Write out all of the entries exactly as given.

• [SUPPLIED MATERIAL]

□ □ □ □

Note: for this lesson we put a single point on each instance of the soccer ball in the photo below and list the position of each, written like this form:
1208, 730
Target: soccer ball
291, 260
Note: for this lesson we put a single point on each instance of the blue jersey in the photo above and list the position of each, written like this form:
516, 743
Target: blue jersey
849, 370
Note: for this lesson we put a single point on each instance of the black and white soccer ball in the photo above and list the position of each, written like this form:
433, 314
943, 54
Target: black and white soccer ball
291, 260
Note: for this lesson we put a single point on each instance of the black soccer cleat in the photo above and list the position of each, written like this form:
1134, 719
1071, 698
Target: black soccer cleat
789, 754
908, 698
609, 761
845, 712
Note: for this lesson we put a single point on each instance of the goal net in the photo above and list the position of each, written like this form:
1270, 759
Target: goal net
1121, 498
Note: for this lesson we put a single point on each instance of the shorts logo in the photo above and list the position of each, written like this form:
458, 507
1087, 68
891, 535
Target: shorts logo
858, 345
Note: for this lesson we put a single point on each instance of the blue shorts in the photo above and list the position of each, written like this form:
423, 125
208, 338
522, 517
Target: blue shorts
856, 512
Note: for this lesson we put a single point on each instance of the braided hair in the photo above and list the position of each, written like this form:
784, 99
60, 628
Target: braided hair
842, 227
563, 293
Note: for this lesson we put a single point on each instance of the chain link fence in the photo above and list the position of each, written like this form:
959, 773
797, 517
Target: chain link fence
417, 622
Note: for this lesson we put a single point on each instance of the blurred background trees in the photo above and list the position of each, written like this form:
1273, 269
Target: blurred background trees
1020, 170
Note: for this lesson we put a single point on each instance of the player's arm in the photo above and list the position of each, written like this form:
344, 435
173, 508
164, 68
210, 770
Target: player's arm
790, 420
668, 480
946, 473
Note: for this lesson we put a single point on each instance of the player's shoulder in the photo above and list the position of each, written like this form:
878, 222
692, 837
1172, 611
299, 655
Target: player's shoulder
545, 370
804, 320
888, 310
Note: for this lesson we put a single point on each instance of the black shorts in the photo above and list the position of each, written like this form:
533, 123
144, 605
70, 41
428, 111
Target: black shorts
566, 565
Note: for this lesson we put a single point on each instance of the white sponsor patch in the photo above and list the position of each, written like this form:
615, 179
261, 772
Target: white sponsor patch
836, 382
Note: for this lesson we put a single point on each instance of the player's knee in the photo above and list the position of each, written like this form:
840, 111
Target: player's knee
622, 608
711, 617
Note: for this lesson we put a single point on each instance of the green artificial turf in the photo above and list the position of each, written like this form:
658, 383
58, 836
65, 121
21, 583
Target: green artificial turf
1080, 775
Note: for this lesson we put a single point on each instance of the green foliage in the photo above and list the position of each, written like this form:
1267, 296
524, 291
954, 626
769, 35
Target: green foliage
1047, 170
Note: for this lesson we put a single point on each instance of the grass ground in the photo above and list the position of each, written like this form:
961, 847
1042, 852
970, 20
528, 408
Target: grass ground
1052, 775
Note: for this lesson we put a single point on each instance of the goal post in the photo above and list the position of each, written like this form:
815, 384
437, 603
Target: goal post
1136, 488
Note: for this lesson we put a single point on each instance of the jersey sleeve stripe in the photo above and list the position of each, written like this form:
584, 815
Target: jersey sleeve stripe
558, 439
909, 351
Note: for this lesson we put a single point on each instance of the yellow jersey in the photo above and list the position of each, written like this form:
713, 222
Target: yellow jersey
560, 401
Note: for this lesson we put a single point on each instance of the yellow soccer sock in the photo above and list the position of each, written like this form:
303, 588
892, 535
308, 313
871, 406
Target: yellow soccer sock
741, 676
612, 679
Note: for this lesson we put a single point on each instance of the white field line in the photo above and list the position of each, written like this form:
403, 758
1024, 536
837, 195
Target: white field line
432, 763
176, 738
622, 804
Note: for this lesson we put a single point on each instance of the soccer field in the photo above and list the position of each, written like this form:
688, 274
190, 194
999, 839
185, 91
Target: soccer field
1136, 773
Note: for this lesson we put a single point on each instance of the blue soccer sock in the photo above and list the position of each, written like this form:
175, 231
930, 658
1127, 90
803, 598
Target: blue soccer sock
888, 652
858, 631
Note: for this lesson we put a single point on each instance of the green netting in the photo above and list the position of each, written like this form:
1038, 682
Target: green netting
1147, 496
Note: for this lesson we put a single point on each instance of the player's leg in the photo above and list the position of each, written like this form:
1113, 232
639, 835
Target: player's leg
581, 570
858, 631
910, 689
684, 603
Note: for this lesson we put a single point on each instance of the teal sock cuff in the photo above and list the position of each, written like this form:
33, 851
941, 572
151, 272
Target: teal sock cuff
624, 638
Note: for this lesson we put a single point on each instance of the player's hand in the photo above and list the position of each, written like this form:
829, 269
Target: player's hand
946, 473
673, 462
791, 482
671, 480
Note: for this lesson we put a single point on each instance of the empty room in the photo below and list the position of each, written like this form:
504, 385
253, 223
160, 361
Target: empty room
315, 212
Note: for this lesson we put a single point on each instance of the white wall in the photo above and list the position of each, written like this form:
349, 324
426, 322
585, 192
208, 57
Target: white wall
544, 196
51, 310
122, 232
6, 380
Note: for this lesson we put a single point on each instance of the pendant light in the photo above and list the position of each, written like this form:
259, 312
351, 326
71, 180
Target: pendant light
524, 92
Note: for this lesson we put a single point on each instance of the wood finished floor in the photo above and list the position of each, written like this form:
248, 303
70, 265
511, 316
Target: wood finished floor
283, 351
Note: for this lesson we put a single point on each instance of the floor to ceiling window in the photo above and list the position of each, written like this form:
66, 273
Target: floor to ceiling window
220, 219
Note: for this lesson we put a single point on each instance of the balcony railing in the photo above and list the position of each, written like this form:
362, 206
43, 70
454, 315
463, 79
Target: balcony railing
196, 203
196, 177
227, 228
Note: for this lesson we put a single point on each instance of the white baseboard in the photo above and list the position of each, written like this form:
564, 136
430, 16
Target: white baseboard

□ □ □ □

• [RESULT OF THIS EXERCISE]
Note: for this lesson we put a single point on each instance of the soccer ball in the photo below and list the position of each, written like this form:
1208, 730
Target: soccer ball
291, 260
Note: for this lesson we put a single point on each instance of the blue jersey in the photo above and list the position of each, written like this form:
516, 743
Target: blue jersey
849, 370
Note: for this lesson we put a single point on each instance of the black and white soccer ball in the photo above and list the position of each, written like this form:
433, 314
943, 54
Target: black and white soccer ball
291, 260
Note: for this lesson we put a single point on each instance of the black soccer cleat in the photo above and list the position of each, written like this form:
1134, 719
1071, 698
Target: black soccer cleat
789, 754
908, 698
609, 761
845, 712
Note: for this lesson we put a single point on each instance of the goal net in the photo above and list the position of each, written like this form:
1270, 759
Target: goal net
1121, 498
Note: for this lesson we put a single point on each instance of the shorts logo in the photo above and list the position of each, written like this form:
458, 507
1087, 68
891, 535
Target: shorts logo
858, 345
Note: for this lesson we put a single point on each instance of the blue shorts in the photo above and list the position of each, written like this form:
423, 125
208, 338
522, 517
Target: blue shorts
856, 512
Note: for this lesson we put a single point on each instance of the braided hair in the photo above and list the position of each, written like this form:
784, 99
60, 628
Target: braided hair
842, 227
563, 293
Note: for this lesson we put a single point on each instance of the chain link fence in the photo above and list the position of each, written like this form:
959, 773
797, 517
Target: chain link fence
417, 622
Note: for this lesson we put a single point on each instance of the blurred background trees in the photo above and list the position of each, written like this form:
1273, 269
Target: blurred background trees
1020, 170
Note: for this lesson we put a single point on each instance of the player's arm in the photo above and list the position of each, written like this form:
344, 435
173, 508
164, 68
210, 770
Target: player's arm
790, 420
668, 480
946, 473
Note: for this lesson we put a single point on each instance of the player's shoulder in the photo above and list the position of each, written like this form:
878, 222
692, 837
1172, 611
299, 655
Target: player's shoulder
545, 370
804, 320
888, 310
Note: for this lesson we put a single point on each instance of the black shorts in the photo above and list the position of each, written like this form:
533, 123
144, 605
70, 41
428, 111
Target: black shorts
566, 565
Note: for this lesson we put a single point on each instance of the white sponsor patch in the photo above and list the position of each, written like this form:
615, 179
261, 772
Target: white sponsor patch
836, 382
Note: for this lesson we put a single point on each instance of the player's knee in the photo above and list the position of each, written like this form:
840, 111
Target: player's knee
622, 608
711, 617
Note: for this lesson we put a single point on each instance of the green artificial turf in the photo above and list the position of each, written like this form:
658, 383
58, 836
65, 121
21, 583
Target: green artificial turf
1080, 775
Note: for this lesson we put a single point on each instance of the green foliage in the photo above and list the position of each, written like this form:
1267, 296
524, 291
954, 626
769, 35
Target: green foliage
1047, 170
Note: for this lesson we put a single point on each instance of the grass ground in the photo above and list the position of each, written like this form:
961, 847
1042, 852
970, 20
528, 408
Target: grass ground
1052, 775
Note: for this lesson we put a single point on each instance of the goal post in the photo above and list the position of each, written like this form:
815, 384
437, 603
Target: goal post
1136, 488
Note: for this lesson we put a single point on each instance of the jersey sleeve stripe in the photo above and list the position of each, written like this form:
584, 815
Target: jersey sleeve stripe
558, 439
909, 351
Note: for this lesson we put a single point on each instance of the yellow jersey in the photo above and list the position of each, written like this form:
713, 222
Target: yellow jersey
560, 401
Note: for this lesson we put a single point on each instance of the yellow soccer sock in the photo above and list the position of each, written like this form:
303, 588
892, 535
308, 313
871, 406
Target: yellow soccer sock
741, 676
612, 679
Note: for this lesson we put a single point on each instance of the white field line in the photo above and list the position of each, written like this form:
403, 758
1024, 536
837, 195
Target: white field line
432, 763
176, 738
622, 804
Note: for this lesson we put a single point on each instance of the soccer field in the photo above and list the position of each, written like this form:
688, 274
190, 194
999, 839
185, 91
Target: soccer field
1136, 773
Note: for this lesson we put a single point on each instance of the blue soccer sock in the photo above and list the position of each, written like this form:
175, 231
930, 658
1127, 90
803, 598
Target: blue soccer sock
888, 652
858, 631
Note: for this lesson we put a single point on each instance of the green netting in the photo above and list the position of each, written like this form:
1038, 682
Target: green netting
1147, 496
Note: for this lesson we put a single point on each instance of the player's leg in the photo above and list the position of each, written like this form:
1113, 232
639, 835
Target: player's leg
581, 570
858, 631
910, 689
684, 603
Note: for this lesson we put a single point on each instance of the teal sock cuff in the photo above and list the position of each, written like this form:
33, 851
941, 572
151, 272
Target: teal sock cuff
624, 638
Note: for this lesson we put a single point on each instance of the player's hand in the photo above and list the position of each, written like this form:
829, 269
Target: player's hand
946, 473
673, 462
791, 482
671, 480
Note: for this lesson we put a single point on each instance of the empty room in the photo below and list the position of each, written like this form:
504, 385
253, 223
160, 361
Target: empty room
315, 212
Note: for this lesson we put a single point on each instance of the white wall in the photo above and list the position of each, written like this form:
349, 324
426, 322
585, 192
208, 57
Target: white wall
544, 196
51, 310
122, 232
6, 380
Note: for this lesson we put a single point on each instance of the pendant light in the photo above and list the position of each, written like this form:
259, 312
351, 326
71, 180
Target: pendant light
524, 92
Note: for this lesson we put a single point on each instance of the wood finished floor in the photo above and list the position of each, written like this form:
248, 303
70, 265
511, 316
Target: wood finished floor
283, 351
Note: for this lesson we put a single point on each instance of the floor to ceiling window in the photo above and list the position of each, written like this form:
66, 273
Target: floor to ceiling window
220, 219
Note: for this lesson we put a single point on each instance of the balcony railing in the photo above and list the position of each, written like this form:
362, 206
43, 70
454, 315
463, 79
Target: balcony railing
196, 203
196, 177
227, 228
Note: for this lesson we put a single point on each instance of the white baseboard in the photo above and list the position of each, written like this form:
564, 136
430, 16
Target: white baseboard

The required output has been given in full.